**Labeled-object pointing entries:**
==================================================
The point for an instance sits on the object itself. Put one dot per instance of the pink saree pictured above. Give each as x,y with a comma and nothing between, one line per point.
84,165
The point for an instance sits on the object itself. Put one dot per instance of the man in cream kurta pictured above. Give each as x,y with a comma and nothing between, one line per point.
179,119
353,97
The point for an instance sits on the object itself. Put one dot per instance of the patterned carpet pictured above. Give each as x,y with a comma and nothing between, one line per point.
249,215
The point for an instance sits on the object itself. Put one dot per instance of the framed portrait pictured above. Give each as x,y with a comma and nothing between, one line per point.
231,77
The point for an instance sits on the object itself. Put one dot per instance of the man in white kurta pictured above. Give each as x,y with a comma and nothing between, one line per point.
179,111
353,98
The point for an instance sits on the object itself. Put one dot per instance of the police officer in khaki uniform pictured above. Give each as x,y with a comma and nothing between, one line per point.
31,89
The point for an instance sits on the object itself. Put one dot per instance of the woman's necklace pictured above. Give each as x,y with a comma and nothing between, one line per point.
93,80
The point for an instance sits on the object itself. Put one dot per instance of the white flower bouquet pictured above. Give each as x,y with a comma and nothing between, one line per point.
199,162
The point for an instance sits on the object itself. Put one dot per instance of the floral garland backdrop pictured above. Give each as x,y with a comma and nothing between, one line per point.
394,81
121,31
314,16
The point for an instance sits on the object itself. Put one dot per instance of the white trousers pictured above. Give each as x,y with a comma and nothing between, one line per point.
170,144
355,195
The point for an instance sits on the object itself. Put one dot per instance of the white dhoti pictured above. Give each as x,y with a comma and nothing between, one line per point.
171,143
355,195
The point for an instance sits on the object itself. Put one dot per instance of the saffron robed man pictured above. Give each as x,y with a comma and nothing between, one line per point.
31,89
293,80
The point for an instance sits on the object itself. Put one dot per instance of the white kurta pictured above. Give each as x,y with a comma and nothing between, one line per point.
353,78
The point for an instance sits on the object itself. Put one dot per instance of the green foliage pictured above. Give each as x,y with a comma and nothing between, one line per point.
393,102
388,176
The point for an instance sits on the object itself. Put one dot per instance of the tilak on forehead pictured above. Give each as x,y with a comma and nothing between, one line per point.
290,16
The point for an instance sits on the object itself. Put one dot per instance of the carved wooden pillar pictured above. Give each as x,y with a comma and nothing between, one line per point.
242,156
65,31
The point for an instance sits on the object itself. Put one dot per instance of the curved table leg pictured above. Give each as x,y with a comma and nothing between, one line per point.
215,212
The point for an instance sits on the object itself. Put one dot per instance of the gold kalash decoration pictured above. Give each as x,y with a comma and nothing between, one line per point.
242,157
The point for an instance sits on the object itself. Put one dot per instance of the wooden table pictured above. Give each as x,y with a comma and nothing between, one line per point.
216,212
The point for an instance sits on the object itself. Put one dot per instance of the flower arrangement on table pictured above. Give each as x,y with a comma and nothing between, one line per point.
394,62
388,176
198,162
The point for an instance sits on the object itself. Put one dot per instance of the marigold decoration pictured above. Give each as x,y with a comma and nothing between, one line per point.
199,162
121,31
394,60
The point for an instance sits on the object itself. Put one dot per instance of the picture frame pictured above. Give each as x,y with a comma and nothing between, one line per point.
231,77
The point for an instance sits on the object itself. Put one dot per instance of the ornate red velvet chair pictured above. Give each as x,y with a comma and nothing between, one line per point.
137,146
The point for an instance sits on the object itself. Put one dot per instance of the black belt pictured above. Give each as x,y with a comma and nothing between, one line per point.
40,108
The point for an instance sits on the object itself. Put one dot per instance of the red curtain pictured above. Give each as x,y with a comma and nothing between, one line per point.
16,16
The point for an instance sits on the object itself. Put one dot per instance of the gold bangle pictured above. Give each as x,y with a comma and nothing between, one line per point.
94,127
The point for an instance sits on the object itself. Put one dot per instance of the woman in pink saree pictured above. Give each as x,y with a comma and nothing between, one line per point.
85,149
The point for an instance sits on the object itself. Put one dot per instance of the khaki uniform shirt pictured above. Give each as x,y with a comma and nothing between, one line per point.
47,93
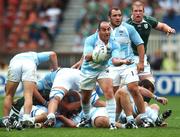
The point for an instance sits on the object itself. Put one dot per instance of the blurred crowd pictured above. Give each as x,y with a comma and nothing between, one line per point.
95,10
30,24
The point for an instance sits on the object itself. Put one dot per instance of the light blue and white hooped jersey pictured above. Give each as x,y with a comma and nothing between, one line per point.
37,58
46,82
124,35
90,43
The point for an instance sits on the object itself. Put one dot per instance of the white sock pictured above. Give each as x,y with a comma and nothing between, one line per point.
111,109
86,110
26,116
153,114
51,115
130,118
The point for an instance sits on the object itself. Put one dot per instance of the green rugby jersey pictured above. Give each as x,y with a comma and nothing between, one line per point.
144,30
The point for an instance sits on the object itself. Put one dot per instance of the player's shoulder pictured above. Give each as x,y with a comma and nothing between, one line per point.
149,18
92,37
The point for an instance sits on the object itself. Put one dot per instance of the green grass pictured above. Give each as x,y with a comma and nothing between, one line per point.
173,129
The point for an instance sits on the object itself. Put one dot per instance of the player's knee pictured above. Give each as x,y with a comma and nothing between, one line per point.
101,122
147,84
155,106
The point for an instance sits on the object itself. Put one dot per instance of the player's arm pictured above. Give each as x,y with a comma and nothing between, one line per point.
39,98
54,61
165,28
145,92
66,121
78,64
116,59
48,56
137,40
141,52
88,49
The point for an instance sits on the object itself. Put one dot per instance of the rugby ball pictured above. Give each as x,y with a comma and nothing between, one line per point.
99,54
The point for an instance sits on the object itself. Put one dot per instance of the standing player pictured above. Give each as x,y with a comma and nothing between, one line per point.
22,68
125,34
143,24
93,72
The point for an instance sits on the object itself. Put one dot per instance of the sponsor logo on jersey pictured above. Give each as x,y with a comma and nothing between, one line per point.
145,26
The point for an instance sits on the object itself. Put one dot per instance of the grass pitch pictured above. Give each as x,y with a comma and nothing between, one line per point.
173,129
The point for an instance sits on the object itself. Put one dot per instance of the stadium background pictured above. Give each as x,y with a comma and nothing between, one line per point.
62,25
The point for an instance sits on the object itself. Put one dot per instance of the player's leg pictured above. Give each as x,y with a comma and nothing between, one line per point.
10,90
99,117
123,102
107,87
56,95
88,84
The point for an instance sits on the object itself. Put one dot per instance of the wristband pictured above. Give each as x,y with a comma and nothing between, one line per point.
45,103
155,97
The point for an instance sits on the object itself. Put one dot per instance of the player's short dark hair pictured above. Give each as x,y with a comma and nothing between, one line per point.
110,11
138,3
99,25
71,96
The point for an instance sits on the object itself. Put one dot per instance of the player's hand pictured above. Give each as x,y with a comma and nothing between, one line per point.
==================================================
**Given request:** Keep the pictures out of your copy, and repeat every entry above exactly.

**Correct response:**
The point for an instance sits on the object itself. Put one dot per instance of the pink saree pictured above. Give each as x,y with a comma and nothing between, one line per point.
84,165
The point for an instance sits on the object itself. Put one dot per instance of the man in cream kurta pictured above. Give each as x,y with a comma and nothing between, one line per point.
179,119
353,97
The point for an instance sits on the object itself. Put one dot per instance of the patterned carpet pictured above. Give each as x,y with a comma and nothing between, one line per point.
249,215
The point for an instance sits on the object itself. Put one dot per instance of the framed portrait pictured above. Give each as x,y with a comma and nothing between, one line per point.
231,77
The point for an instance sits on the object itself. Put one dot per instance of the man in white kurta pictured above. Give each as x,y with a comma and nothing between, one line per point.
179,111
353,98
The point for an instance sits on the object itself. Put one dot per instance of the police officer in khaki uniform pictured above. Give each as x,y with a comma and nothing between, one line per point.
31,89
The point for an instance sits on the object itself. Put one dot per instance of the woman's necklace pictured above. Give each as x,y with a comma and nothing between, one line per point.
93,80
The point for an instance sits on the object itself. Put one dot per instance of the white flower bouquet pictured above. Give each as x,y with a comma and nothing between, one line per point.
199,162
The point for an instance sits on the object itself. Put one dot per instance of the floral garland backdrop pictured above. Give each as x,y with a comma and nothing between, one line per point.
394,81
121,31
314,16
The point for an instance sits on the object itself. Put one dot per instance of the white trousers pictured above. Give each as x,y with a comma and nothing between, one line per point.
170,144
355,195
The point for an instance sits on the object itself. Put one dot per instance of the white dhoti pictured above. Give each as x,y with a comma and nothing between, one line per point.
171,143
355,195
The point for an instance sits on the object itself. Put one dot per instance of the saffron robed man pictured above. Give each as x,y with a comma and nothing between, one line per point.
31,89
293,80
The point for an instance sits on the object itself. Put one dot per instance of the white kurta pictured above. Give each as x,y with a comma and nothing between, one line per point.
353,78
The point for an instance sits on the object itself. Put one dot per instance of the green foliage pictured above. Give each as x,y with a comma and nothing between, one line per point.
393,102
388,176
The point for an instance sits on the object itself. Put one dot per instance of the tilak on forehead pictured above. Give each as x,y with a comma and nothing between, one line per point.
290,16
The point for an instance sits on the object itself. Put one dot per instance of the carved wooden pillar pictured above. Give each as x,y with a comma and nothing between, one line per point.
242,156
65,31
The point for an instance sits on the object itself. Put one dot per instance of the curved table leg pictured above. Give each as x,y with a comma and nothing between, one line per point.
215,212
The point for an instance sits on the object itself. Put one dot per instance of the gold kalash decoration pictured above. Give each as x,y with a comma and nothing between, one line per point.
242,157
The point for an instance sits on the object itself. Put one dot per instance of the wooden table pictured above. Give each as x,y with a comma and nothing between, one line per point.
216,212
The point for an instance sits on the object itself. Put one dot per instance of the flower arrangement on table pictured above. Give each as x,y with a comma and nothing between, one line per point.
394,62
388,176
198,162
The point for an instance sits on the object itself. Put one dot per instance of the marigold decoration pictured above. Give each as x,y with a comma and nothing between, one line per point.
199,162
121,31
394,60
The point for an instance sits on the object itself. Put one dot per instance of the picture frame pictured above. Give each as x,y with a comma and nothing between, one line per point.
231,77
The point for an instance sits on the object itself. Put one dot per instance of the ornate red velvet chair pictured above. Give each as x,y with a comma and nothing between, one line per point.
137,146
The point for an instance sits on the object itself. Put one dot per instance of the black belt pictured above. Give each as x,y with a comma and nothing between, one line per point.
40,108
The point for an instance sits on the object itself. Put one dot per instance of the red curtain pictured above. Give each as x,y with a comma and nothing between, one line per point.
16,16
The point for an instance sits on the object itself. Put one dot per instance of the gold bangle pictured above. Give each as x,y with a comma and nothing between, one line per point.
94,127
The point for an instance sits on the object itself. Put one dot per instance of the woman in pink saree pictured above. Give each as x,y with a comma and nothing between, one line per point.
85,149
The point for an instance sits on the object itself. Put one dot per instance of the khaki uniform shirt pictured above. Give each as x,y with a comma and nothing between, one line per point.
47,93
The point for an instance sits on the object itself. Put one dot per instance of the blurred crowd pictured above. Give each as x,y with a comma and nothing between, one line per point.
95,10
30,24
The point for an instance sits on the object itself. Put one dot per instance of the light blue and white hooped jersey pictured above. Give each as x,y with a comma and nothing between, one line per point.
37,58
46,82
124,35
90,43
The point for an instance sits on the object itself. Put one dot per instance of the white sock pictured above. Give each as x,y with a comma and nothing between, one line per point.
111,109
86,110
26,116
153,114
51,115
130,118
The point for an instance sits on the object itself. Put one dot per instance of the green rugby jersey pictured above. Give each as x,y with a comma and nothing between, one line per point.
144,30
The point for an instance sits on the object itself. Put one dot per instance of the player's shoulder pictured above. Give each as x,y with a comma and nothing between, one line per point.
149,18
92,37
The point for an instance sits on the object itself. Put one dot per instance of the green grass pictured above. Give each as x,y with a comma and nothing between, one line per point.
173,129
The point for an instance sits on the object itself. Put one dot per instance of the player's knee pictured above. Give each as x,y with a comma and nothing between, one line per point.
101,122
147,84
155,106
The point for an instance sits on the object itself. Put one dot per instance of the player's arm pictured above. Give each as x,y with a comma and nothing between, one line per point.
39,98
54,61
165,28
145,92
66,121
78,64
116,59
48,56
137,40
141,52
88,49
The point for an instance sits on the object itself. Put one dot per instance of the rugby ball pictured above. Give each as x,y with a comma and nothing between, one line per point.
99,54
The point for an instance sits on the object itself. Put one dot per instance of the standing player pictured above. Give each as x,y with a comma and nothing between, one line per point.
22,68
125,34
143,24
93,72
The point for an instance sits on the object itself. Put one dot per instance of the sponsor logo on jersey pictured above. Give each as x,y with a comma and nothing between, one line per point.
145,26
The point for an instance sits on the object itself. Put one dot per instance of the grass pitch pictured above. Give each as x,y with a comma and nothing between, one line per point.
173,129
The point for an instance sits on the object itself. Put one dot per instance of the stadium background pictured above. Give each as x,y with a comma and nothing between, one line per point.
62,25
The point for an instance sits on the object itself. Put one dot per instance of the player's leg pictured above. Give each as x,y with a comma and nothing between, one line per point.
10,90
99,117
123,102
107,87
56,95
88,84
The point for an instance sits on the object itself. Put one dot per instance of the wristband pictured above. Give each as x,y with a comma and nothing between, one line per point.
45,103
155,97
The point for an instance sits on the object itself. Put one dot per instance of the player's short dark hair pictured above. Give each as x,y with a comma and nothing between, one line per point.
110,11
138,3
99,25
71,96
The point for an instance sits on the object itself. Put one dot per instance of the player's hand pictured above. Give each as x,y with a comma and nothing between, one line per point.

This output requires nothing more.